# AIM:
Show each line of the records that contains the word "polygon", matching case exactly.

# DATA LINES:
------------------------------------------------------------
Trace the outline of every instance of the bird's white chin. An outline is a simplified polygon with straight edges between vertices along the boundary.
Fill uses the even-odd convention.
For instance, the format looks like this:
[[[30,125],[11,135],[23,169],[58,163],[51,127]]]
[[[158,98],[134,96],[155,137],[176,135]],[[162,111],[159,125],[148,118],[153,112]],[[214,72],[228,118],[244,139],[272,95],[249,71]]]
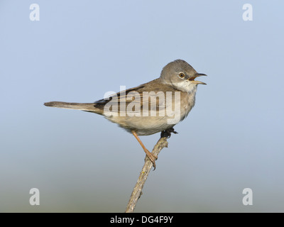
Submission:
------------------------------------------------------------
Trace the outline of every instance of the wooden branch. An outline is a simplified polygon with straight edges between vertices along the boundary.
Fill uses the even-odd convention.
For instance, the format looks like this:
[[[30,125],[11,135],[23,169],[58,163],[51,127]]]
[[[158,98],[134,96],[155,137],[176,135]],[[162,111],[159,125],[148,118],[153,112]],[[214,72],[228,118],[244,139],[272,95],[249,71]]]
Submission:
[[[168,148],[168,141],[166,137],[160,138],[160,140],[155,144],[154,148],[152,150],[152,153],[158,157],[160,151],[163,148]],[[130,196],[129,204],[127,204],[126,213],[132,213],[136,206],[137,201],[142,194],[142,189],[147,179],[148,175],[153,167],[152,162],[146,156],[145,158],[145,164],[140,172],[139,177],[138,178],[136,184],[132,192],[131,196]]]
------------------------------------------------------------
# REPLY TO THE EXERCISE:
Trace the outline of every instance of the bird's white chin. An outline is a simplified polygon with straight edges between vertices along the boundary.
Trace the outline of every instance of the wooden branch. An outline is a simplified polygon with straight edges between vertices along the boundary.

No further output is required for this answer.